__SHORT EXERCISE A__.
Reproduce the stretch of the query-results excerpt from "VOSpace is a" through "we are done.", word for word.

--- start of EXTRACT PROVIDED ---

Let's say we want to fetch the g,r,i magnitudes from 10 objects in the SMASH DR1 data set, and retrieve the results as a CSV-formatted string:

In [None]:
query = 'SELECT gmag, rmag, imag FROM smash_dr1.object WHERE gmag<99 AND rmag<99 AND imag<99 LIMIT 10'
response = qc.query(sql = query, fmt = 'csv')
print (response)

<a class="anchor" id="savevospace"></a>
# Saving results to virtual storage VOSpace

VOSpace is a convenient storage space for users to save their work. It can store any data or file type.  

Now we want to save the results from the same query to our virtual storage space instead.  By putting the query in a try-block we are able to trap errors when executing the query.  Note that running this cell multiple times will trigger an error and we use the Storage Manager Client to remove the file once we are done.

In [None]:
try:
    response = qc.query (sql=query, fmt='csv', out='vos://examplemags.csv')
except Exception as e:
    # Handle any errors in the query.  By running this cell multiple times with the same
    # output file, or by using a bogus SQL statement, you can view various error messages.
    print (e.message)
else:
    if response is not None: 
        print (response)        
    else:
        print ("OK")

Let's ensure the file was created in VOSpace:

In [None]:
sc.ls(name='vos://examplemags.csv')

Now let's remove the file we just created:

In [None]:
sc.rm (name='vos://examplemags.csv')

Let's ensure the file was removed from VOSpace:

In [None]:
sc.rm (name='vos://examplemags.csv')

<a class="anchor" id="savemydb"></a>
# Saving results to remote database MyDB
MyDB is a useful OS remote per-user relational database that can store data tables. Furthermore, the results of queries can be directly saved to MyDB, as we show in the following example:

In [None]:
try:
    response = qc.query (sql=query, fmt='csv', out='mydb://examplemags')

--- end of EXTRACT PROVIDED ---

__SHORT EXERCISE B__.
In the rows below, find each line containing the string "logo" and copy those lines. Matching is case-sensitive.

--- start of RECORDS FOR THE TASK ---

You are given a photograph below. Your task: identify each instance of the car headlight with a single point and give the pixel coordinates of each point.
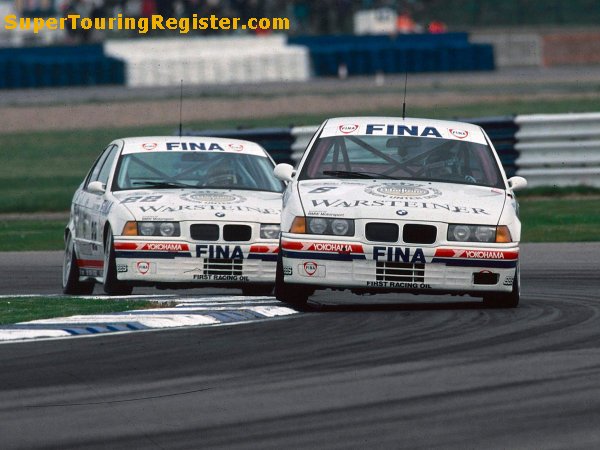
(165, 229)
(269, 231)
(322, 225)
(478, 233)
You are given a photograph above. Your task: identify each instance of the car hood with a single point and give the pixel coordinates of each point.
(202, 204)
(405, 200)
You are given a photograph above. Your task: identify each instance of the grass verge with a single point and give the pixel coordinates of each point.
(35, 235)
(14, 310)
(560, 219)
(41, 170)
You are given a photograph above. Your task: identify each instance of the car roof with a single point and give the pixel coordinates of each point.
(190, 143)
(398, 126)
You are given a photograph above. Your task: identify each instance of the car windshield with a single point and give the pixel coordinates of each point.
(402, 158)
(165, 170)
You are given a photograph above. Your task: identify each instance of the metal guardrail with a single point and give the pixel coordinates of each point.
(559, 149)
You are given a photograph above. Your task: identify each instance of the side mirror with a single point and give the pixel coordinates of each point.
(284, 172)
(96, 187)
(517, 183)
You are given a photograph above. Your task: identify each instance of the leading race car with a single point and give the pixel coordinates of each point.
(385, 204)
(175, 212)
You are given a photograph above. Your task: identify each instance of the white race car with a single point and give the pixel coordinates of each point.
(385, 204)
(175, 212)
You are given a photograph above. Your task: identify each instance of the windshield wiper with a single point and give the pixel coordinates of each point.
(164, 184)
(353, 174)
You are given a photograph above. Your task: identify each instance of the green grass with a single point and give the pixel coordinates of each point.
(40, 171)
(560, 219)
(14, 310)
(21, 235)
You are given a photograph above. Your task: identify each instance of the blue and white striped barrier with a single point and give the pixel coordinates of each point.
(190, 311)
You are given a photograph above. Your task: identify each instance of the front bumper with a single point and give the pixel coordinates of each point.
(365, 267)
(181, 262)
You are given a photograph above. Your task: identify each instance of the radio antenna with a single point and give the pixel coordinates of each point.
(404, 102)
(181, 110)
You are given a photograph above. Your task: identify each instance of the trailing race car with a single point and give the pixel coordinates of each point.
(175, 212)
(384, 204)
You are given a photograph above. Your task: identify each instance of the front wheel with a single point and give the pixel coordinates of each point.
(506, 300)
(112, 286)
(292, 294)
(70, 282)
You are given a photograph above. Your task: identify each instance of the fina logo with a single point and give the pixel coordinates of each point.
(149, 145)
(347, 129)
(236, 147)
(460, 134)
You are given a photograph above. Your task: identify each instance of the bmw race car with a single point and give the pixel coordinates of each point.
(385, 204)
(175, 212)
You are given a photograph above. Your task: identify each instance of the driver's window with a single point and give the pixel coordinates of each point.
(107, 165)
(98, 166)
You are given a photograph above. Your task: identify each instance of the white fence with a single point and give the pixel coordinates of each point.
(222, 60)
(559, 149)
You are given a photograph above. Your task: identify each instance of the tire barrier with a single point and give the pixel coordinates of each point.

--- end of RECORDS FOR THE TASK ---
--- start of RECORDS FOR THE TASK ---

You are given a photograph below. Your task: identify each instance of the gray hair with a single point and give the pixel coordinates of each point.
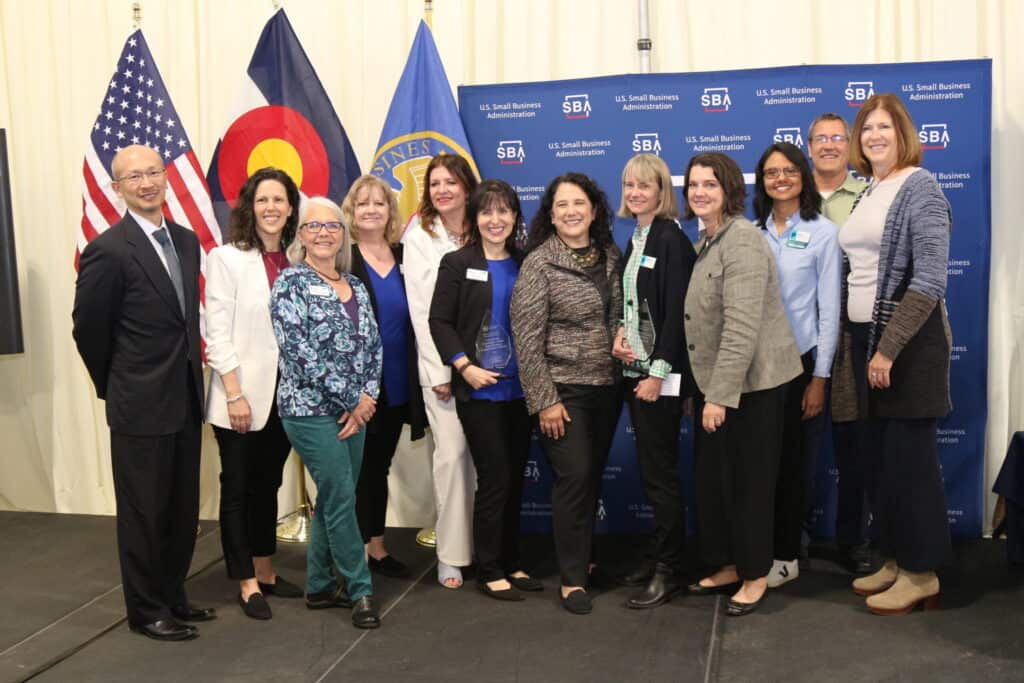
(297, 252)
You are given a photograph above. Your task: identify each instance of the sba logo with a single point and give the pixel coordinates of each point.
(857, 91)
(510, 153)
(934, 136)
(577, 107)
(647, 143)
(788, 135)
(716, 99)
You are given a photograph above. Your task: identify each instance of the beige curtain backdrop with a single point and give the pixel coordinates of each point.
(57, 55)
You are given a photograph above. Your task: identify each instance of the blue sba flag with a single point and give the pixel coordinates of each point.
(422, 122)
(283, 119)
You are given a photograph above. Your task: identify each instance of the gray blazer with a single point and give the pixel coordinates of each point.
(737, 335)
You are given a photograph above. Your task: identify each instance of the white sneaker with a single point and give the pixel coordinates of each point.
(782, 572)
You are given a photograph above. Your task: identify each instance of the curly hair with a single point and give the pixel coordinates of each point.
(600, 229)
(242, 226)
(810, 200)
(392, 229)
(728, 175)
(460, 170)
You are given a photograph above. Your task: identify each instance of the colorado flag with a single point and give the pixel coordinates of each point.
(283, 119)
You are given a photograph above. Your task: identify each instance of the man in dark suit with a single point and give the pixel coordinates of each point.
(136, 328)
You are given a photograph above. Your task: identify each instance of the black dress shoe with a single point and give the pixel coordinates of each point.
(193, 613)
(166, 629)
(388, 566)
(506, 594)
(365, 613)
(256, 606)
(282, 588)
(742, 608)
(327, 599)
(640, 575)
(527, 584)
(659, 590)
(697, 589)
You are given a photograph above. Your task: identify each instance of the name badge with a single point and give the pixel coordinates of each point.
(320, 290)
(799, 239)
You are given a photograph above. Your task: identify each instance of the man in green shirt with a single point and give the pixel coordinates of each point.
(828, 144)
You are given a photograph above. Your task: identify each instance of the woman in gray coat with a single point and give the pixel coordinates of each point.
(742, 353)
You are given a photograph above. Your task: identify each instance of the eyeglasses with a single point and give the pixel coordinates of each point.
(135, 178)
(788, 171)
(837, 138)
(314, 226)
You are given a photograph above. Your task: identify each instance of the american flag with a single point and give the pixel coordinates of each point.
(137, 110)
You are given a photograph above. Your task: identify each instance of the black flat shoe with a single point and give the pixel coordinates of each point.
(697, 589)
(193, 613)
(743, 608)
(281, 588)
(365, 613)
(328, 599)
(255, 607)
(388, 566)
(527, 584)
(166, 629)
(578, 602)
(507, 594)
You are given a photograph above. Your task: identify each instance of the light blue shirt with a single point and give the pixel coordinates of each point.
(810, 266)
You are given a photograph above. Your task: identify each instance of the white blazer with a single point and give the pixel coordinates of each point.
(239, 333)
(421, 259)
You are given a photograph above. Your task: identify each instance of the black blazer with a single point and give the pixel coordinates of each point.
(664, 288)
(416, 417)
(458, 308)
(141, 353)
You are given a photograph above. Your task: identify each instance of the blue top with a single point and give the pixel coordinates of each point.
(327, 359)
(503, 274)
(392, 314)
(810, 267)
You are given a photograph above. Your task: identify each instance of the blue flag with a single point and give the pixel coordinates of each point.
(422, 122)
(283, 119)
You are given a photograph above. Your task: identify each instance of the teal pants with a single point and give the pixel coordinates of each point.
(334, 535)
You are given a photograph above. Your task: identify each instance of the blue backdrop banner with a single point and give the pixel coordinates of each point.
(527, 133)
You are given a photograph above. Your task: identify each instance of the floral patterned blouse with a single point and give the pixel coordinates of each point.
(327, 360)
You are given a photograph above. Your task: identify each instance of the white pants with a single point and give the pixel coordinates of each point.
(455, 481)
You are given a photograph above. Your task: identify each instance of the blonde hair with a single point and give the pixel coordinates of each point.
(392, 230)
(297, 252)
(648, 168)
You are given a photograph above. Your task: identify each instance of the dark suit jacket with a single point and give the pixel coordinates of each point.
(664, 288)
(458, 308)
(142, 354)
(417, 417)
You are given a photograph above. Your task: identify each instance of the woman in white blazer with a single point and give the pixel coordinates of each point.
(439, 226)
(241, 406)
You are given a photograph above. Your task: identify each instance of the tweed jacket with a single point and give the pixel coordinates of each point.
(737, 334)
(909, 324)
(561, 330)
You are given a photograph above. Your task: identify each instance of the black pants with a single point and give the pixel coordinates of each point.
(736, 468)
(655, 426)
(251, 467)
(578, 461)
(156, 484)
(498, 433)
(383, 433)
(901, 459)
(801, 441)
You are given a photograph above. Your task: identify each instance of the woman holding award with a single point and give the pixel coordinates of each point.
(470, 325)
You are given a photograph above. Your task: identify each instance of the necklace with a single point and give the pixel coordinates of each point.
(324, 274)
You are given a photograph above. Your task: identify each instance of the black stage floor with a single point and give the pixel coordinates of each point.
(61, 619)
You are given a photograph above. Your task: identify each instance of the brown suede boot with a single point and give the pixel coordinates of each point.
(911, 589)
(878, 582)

--- end of RECORDS FOR THE TASK ---

__WORKED ANSWER A__.
VOSpace is a convenient storage space for users to save their work. It can store any data or file type.  

Now we want to save the results from the same query to our virtual storage space instead.  By putting the query in a try-block we are able to trap errors when executing the query.  Note that running this cell multiple times will trigger an error and we use the Storage Manager Client to remove the file once we are done.

__WORKED ANSWER B__.
You are given a photograph above. Your task: identify each instance of the fina logo with a single point and give the pixel coordinates of each point.
You are given a photograph above. Your task: identify each instance of the sba logo with a single point and give the pixel coordinates of each point.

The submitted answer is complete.